## Written instruction
Count how many lines of the listing below contain the word "jacket". Give only the number.
-- start --
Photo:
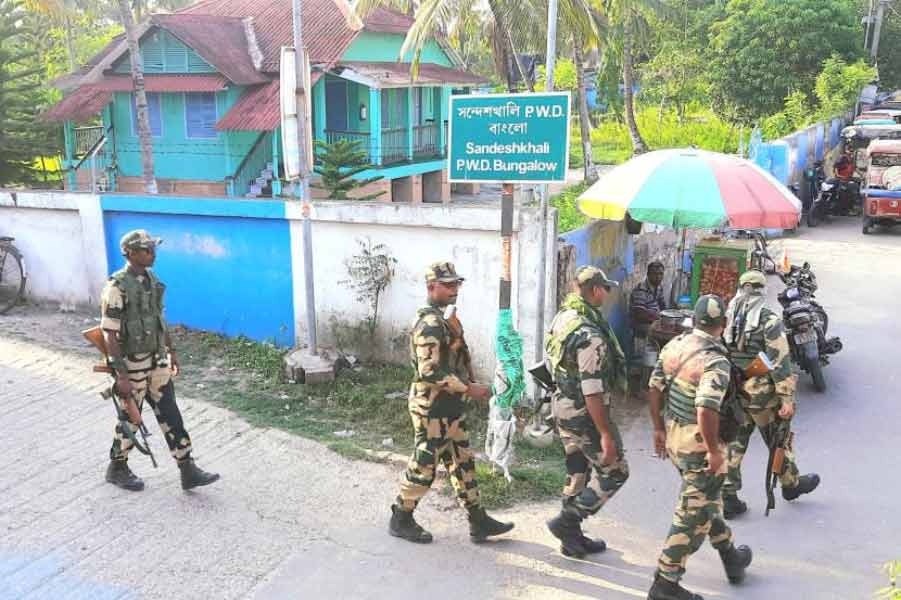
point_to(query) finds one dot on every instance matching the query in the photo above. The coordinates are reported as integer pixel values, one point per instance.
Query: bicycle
(12, 274)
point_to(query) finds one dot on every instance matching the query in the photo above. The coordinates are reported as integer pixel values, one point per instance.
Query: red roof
(221, 41)
(258, 108)
(382, 20)
(80, 105)
(327, 30)
(394, 73)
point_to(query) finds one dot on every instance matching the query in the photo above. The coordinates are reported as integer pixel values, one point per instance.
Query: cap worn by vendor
(595, 276)
(443, 272)
(709, 310)
(138, 239)
(752, 277)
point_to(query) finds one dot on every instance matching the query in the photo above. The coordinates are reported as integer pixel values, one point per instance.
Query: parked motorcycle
(806, 324)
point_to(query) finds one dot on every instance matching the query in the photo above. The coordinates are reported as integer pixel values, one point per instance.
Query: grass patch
(246, 377)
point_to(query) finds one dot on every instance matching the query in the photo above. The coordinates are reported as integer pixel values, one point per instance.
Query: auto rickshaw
(882, 196)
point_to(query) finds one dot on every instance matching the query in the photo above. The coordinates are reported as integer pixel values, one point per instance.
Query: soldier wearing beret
(442, 380)
(588, 365)
(688, 389)
(143, 357)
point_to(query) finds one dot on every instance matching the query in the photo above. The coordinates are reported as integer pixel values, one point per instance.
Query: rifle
(127, 414)
(778, 436)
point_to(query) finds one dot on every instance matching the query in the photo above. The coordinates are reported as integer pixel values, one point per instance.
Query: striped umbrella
(692, 188)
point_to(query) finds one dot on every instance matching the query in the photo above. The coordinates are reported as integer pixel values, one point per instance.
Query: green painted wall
(175, 155)
(385, 47)
(163, 53)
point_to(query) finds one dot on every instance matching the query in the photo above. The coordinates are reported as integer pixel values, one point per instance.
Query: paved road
(290, 519)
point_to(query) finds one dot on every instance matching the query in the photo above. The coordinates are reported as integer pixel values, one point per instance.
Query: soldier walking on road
(442, 379)
(688, 387)
(752, 328)
(588, 366)
(143, 357)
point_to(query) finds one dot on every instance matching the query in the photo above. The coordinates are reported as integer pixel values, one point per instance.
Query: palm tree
(137, 77)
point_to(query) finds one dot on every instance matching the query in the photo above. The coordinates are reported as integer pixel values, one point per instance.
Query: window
(200, 114)
(156, 117)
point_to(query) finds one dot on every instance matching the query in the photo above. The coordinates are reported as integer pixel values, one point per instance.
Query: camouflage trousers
(699, 510)
(157, 388)
(583, 455)
(445, 440)
(738, 448)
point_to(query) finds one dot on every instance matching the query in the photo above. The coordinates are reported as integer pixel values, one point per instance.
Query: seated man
(645, 305)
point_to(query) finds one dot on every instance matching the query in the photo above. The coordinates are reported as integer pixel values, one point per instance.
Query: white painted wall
(60, 235)
(467, 236)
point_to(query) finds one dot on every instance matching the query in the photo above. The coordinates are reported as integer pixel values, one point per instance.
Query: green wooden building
(211, 73)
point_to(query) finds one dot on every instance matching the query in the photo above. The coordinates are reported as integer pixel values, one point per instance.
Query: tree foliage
(24, 138)
(339, 163)
(764, 49)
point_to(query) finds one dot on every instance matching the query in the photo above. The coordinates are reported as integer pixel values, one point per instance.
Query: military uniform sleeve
(778, 352)
(714, 384)
(428, 337)
(591, 355)
(112, 307)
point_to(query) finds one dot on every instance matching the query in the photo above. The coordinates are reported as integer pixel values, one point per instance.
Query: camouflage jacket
(700, 372)
(585, 359)
(441, 366)
(770, 390)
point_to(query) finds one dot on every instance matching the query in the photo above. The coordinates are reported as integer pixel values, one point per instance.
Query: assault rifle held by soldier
(126, 409)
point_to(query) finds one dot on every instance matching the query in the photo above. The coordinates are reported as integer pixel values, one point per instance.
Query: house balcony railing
(86, 138)
(425, 141)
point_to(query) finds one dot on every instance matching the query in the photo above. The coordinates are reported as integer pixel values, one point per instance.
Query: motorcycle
(806, 324)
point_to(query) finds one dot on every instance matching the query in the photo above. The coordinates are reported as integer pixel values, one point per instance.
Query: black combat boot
(806, 484)
(664, 589)
(120, 475)
(403, 525)
(735, 561)
(193, 476)
(481, 526)
(732, 507)
(567, 528)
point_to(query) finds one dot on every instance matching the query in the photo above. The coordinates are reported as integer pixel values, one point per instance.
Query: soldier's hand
(787, 411)
(609, 454)
(479, 392)
(660, 442)
(715, 460)
(123, 386)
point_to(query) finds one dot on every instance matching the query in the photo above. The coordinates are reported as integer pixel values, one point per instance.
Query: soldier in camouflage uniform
(143, 357)
(688, 387)
(752, 328)
(588, 366)
(442, 380)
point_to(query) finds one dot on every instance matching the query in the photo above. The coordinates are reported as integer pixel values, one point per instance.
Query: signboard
(511, 138)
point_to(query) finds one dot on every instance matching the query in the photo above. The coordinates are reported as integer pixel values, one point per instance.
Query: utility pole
(302, 186)
(551, 52)
(877, 29)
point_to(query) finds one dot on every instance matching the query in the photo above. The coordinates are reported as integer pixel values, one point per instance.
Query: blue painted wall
(226, 263)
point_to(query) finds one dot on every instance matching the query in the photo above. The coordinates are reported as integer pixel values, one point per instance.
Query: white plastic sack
(501, 429)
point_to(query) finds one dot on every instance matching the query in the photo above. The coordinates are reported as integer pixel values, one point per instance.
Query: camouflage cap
(138, 238)
(752, 277)
(443, 271)
(594, 276)
(710, 310)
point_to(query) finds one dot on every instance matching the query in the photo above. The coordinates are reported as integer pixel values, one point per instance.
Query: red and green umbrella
(692, 188)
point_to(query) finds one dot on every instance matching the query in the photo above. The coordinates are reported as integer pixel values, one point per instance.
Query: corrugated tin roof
(398, 74)
(328, 27)
(80, 105)
(258, 109)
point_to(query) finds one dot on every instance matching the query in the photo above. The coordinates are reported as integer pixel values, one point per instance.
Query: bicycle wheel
(12, 277)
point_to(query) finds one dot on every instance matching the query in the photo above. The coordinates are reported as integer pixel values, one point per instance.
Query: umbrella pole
(506, 251)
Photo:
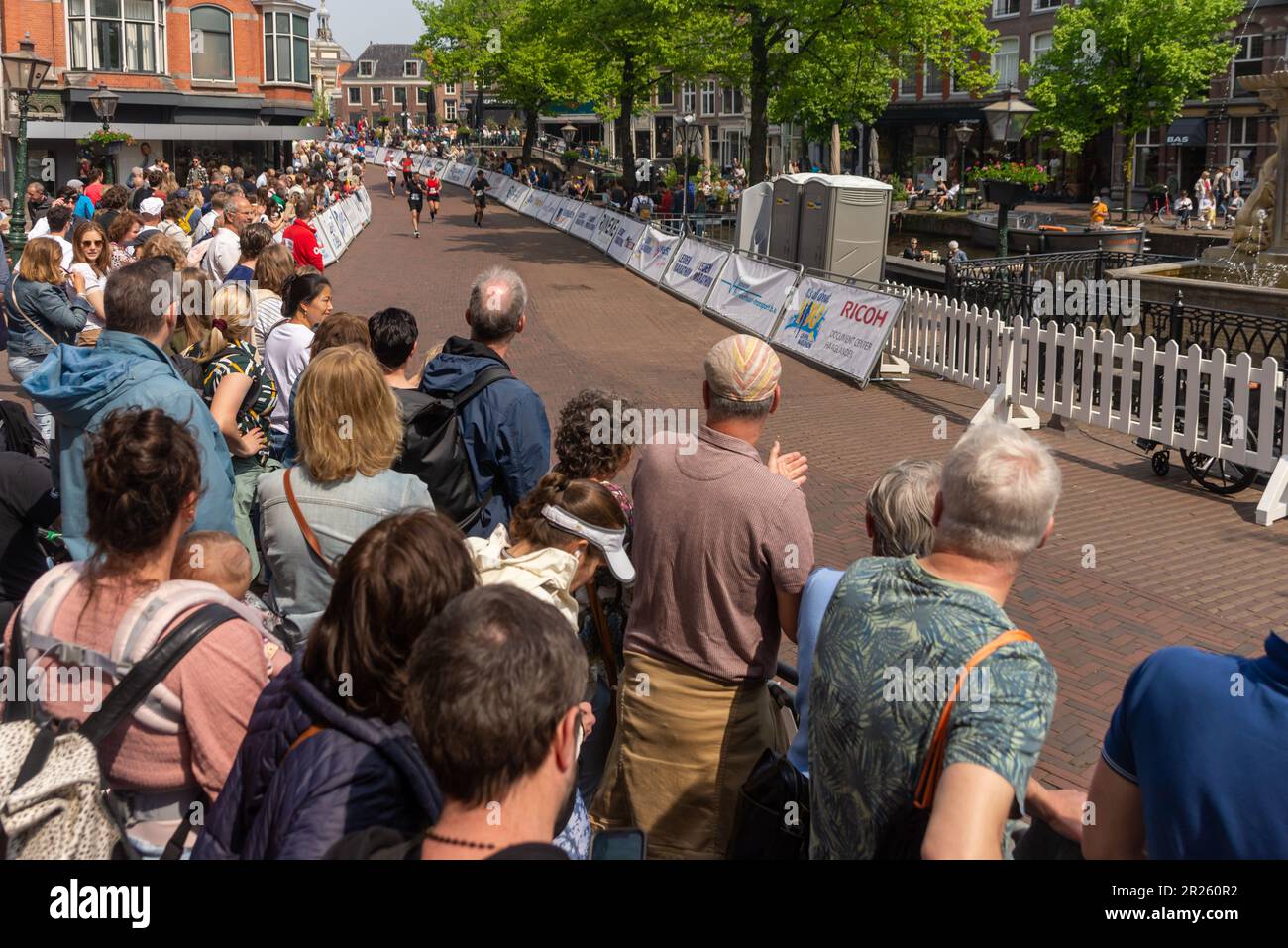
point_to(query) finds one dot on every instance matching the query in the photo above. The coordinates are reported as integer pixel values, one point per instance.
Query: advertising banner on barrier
(653, 253)
(695, 269)
(587, 222)
(751, 294)
(625, 240)
(565, 214)
(841, 326)
(605, 230)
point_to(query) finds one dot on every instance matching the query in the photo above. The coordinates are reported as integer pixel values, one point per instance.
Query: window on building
(666, 90)
(286, 48)
(1247, 59)
(213, 44)
(1006, 62)
(1041, 47)
(708, 97)
(1147, 156)
(116, 35)
(934, 80)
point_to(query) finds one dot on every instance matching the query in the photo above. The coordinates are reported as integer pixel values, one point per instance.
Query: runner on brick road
(480, 185)
(415, 201)
(433, 187)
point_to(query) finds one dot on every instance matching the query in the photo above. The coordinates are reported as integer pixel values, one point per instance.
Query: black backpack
(434, 450)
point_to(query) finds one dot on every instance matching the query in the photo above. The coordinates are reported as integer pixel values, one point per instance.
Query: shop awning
(183, 132)
(1185, 132)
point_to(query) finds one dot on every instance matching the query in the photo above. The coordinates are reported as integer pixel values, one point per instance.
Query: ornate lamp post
(964, 134)
(104, 102)
(24, 72)
(1008, 119)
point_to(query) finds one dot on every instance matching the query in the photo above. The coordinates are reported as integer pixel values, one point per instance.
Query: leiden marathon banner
(605, 230)
(840, 326)
(695, 269)
(566, 214)
(587, 220)
(625, 240)
(751, 294)
(653, 253)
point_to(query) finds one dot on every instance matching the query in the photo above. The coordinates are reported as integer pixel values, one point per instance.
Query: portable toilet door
(785, 219)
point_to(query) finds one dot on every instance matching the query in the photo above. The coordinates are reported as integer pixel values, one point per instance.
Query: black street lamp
(24, 72)
(104, 102)
(964, 133)
(1008, 119)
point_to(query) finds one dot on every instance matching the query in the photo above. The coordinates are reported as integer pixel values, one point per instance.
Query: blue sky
(359, 22)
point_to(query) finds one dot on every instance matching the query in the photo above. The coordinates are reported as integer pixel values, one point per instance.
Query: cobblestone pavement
(1134, 563)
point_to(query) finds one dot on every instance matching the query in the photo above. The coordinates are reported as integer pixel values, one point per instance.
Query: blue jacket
(353, 775)
(81, 385)
(505, 429)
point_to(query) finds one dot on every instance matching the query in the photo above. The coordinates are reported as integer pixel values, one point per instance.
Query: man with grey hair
(894, 772)
(502, 420)
(722, 548)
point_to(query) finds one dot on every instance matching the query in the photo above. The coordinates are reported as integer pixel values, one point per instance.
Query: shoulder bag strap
(147, 673)
(309, 536)
(934, 764)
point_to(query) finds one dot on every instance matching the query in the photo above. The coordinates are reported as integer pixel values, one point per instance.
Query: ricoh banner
(840, 326)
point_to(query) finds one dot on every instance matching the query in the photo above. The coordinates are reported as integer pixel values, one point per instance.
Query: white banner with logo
(587, 222)
(625, 240)
(653, 253)
(751, 294)
(565, 214)
(841, 326)
(605, 230)
(695, 269)
(514, 194)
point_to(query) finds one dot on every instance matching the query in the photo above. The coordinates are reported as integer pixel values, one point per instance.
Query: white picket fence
(1126, 384)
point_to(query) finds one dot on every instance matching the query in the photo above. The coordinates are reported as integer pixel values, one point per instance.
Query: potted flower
(1009, 181)
(107, 141)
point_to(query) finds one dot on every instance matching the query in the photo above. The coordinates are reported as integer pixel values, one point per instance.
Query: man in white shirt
(224, 250)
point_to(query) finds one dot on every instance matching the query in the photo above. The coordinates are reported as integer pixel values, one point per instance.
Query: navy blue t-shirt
(1206, 738)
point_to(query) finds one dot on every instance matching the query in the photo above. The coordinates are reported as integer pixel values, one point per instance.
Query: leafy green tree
(1127, 64)
(501, 46)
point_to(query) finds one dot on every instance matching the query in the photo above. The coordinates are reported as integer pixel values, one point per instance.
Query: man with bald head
(722, 548)
(502, 420)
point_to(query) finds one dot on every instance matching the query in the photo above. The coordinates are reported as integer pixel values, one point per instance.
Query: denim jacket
(339, 513)
(47, 307)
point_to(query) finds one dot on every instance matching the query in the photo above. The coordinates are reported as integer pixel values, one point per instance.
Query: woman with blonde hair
(241, 394)
(90, 258)
(40, 316)
(349, 436)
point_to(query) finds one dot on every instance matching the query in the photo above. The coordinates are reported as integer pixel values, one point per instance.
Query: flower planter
(1008, 192)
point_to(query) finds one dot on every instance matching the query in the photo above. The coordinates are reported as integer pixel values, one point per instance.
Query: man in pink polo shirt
(722, 548)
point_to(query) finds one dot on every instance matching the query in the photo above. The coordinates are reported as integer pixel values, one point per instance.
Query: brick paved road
(1171, 565)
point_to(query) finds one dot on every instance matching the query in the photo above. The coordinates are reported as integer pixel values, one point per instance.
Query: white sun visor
(612, 543)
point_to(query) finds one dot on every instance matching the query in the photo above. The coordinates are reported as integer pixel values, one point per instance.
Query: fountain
(1250, 273)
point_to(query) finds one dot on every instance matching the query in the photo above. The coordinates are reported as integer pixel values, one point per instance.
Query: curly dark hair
(581, 455)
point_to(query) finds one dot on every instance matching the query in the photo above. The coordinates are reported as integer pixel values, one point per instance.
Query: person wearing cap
(558, 537)
(722, 546)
-- end --
## Full response
3